── EXCERPTED RECORDS

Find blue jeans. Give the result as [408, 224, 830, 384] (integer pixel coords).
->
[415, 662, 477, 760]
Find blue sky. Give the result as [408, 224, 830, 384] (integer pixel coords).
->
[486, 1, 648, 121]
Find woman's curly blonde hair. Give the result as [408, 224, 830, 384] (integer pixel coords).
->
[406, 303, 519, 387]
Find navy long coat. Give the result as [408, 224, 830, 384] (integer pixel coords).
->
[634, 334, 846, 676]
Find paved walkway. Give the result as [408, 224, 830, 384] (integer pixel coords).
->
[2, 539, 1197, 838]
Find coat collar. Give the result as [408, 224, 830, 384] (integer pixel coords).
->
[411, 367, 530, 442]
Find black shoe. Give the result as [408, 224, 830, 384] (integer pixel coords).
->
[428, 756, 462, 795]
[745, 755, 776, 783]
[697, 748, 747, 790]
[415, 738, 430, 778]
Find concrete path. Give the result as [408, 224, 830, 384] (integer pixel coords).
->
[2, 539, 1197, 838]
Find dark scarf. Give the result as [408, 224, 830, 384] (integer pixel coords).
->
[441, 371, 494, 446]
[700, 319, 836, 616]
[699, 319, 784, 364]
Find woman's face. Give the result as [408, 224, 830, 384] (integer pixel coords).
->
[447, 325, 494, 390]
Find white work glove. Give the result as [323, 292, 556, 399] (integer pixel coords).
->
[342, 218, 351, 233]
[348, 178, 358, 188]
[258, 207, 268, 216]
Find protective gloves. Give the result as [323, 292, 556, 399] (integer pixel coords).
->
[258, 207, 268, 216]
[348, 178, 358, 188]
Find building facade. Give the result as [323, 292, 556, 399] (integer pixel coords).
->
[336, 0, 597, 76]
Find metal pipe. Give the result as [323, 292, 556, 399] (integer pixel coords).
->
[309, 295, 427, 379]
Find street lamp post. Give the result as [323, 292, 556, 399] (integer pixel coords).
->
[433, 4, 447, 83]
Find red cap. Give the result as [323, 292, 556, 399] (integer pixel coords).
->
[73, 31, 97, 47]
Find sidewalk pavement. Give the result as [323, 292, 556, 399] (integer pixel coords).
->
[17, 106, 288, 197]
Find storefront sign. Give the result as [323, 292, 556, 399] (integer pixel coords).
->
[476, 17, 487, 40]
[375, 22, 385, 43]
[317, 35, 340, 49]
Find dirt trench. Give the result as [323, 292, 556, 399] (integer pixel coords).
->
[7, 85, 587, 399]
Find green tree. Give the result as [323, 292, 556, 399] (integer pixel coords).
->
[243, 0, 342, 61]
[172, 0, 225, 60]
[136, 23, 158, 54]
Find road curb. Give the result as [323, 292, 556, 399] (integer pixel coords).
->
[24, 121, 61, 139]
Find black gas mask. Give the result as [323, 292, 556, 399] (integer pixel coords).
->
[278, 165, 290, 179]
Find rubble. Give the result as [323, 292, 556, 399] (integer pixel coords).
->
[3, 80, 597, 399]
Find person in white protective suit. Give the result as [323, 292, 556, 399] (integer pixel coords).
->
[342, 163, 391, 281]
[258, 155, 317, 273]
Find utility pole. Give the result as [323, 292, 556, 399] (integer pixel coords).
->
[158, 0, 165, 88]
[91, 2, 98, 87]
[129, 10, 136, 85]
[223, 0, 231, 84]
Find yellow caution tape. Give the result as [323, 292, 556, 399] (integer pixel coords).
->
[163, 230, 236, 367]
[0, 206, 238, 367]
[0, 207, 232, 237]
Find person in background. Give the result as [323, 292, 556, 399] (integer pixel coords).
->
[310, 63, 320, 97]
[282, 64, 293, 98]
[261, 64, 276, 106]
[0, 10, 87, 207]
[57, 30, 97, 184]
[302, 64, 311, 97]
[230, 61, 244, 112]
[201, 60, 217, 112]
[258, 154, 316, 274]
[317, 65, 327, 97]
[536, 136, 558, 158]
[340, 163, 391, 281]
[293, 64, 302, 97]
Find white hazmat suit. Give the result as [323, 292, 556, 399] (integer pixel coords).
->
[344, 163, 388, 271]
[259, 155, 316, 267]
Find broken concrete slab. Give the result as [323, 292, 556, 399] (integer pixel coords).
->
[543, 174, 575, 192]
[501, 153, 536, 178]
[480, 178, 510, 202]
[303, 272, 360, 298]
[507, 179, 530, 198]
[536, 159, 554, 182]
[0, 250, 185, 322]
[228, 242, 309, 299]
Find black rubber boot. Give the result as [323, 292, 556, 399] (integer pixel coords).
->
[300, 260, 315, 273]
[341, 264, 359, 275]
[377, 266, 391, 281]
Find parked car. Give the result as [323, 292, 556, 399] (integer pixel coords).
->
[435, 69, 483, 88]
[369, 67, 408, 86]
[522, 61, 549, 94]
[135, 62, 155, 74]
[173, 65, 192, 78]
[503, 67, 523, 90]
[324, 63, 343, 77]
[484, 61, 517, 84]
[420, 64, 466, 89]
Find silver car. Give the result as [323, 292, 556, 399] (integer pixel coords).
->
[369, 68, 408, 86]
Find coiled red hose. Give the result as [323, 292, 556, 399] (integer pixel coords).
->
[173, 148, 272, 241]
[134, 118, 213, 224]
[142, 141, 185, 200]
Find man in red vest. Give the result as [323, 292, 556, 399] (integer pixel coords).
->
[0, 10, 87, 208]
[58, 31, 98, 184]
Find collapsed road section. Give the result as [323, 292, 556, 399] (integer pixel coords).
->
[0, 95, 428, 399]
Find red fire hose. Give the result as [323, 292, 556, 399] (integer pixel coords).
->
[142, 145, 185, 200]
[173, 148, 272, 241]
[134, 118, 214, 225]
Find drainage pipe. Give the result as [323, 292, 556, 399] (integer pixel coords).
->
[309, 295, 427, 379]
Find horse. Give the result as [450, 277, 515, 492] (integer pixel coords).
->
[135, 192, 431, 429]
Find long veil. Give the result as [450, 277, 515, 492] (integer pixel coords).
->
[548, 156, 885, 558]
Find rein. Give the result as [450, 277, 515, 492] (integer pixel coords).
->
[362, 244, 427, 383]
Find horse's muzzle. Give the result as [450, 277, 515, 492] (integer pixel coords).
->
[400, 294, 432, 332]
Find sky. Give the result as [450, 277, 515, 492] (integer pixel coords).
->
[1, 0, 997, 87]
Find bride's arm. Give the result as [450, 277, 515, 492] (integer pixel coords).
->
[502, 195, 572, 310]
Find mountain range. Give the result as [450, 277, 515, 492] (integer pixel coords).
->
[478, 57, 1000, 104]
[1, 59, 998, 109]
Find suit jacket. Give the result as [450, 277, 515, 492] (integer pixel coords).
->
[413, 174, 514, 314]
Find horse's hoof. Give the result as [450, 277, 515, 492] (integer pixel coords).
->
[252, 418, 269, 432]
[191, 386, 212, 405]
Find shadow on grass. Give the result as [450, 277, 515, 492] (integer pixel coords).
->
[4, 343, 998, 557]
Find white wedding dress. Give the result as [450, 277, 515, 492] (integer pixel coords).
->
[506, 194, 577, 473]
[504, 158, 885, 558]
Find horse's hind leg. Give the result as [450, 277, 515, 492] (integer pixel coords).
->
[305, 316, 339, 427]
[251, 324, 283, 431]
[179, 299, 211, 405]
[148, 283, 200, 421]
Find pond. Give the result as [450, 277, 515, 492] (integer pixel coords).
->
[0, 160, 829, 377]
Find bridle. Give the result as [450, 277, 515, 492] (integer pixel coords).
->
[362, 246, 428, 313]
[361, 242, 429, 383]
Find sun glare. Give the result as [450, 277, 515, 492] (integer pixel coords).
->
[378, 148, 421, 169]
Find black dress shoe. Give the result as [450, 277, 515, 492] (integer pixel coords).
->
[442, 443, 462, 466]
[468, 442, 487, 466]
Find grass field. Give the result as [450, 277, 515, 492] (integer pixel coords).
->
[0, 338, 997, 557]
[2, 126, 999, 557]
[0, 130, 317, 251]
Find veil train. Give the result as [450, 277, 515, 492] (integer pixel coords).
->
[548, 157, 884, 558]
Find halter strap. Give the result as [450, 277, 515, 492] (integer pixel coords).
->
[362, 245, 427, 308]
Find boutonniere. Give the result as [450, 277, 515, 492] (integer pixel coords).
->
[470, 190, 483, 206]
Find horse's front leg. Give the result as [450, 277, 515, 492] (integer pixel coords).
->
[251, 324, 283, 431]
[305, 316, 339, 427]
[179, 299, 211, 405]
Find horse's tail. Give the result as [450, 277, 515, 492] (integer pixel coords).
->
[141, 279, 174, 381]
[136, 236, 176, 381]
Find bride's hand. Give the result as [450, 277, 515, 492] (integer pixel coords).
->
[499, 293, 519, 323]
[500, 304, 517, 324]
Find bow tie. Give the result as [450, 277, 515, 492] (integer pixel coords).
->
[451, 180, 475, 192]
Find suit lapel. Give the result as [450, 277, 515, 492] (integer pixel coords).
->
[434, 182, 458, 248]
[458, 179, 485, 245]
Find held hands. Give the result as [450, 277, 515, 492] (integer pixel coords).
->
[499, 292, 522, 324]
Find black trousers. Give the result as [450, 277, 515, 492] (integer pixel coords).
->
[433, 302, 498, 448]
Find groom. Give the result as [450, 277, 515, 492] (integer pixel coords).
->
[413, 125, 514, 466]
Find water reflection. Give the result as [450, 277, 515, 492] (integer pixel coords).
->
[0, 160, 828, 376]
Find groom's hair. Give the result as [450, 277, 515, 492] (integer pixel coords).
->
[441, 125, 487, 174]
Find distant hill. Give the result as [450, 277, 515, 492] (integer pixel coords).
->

────

#### PROBLEM TO SOLVE
Exactly repeat the lines from the line that contains "Find groom's hair." to the end of the entries, both included, and leave out all other lines.

#### TASK RESPONSE
Find groom's hair. Give the result as [450, 277, 515, 492] (integer pixel coords).
->
[441, 125, 487, 174]
Find distant hill. Give the result as [450, 277, 515, 492] (integer pixel coords).
->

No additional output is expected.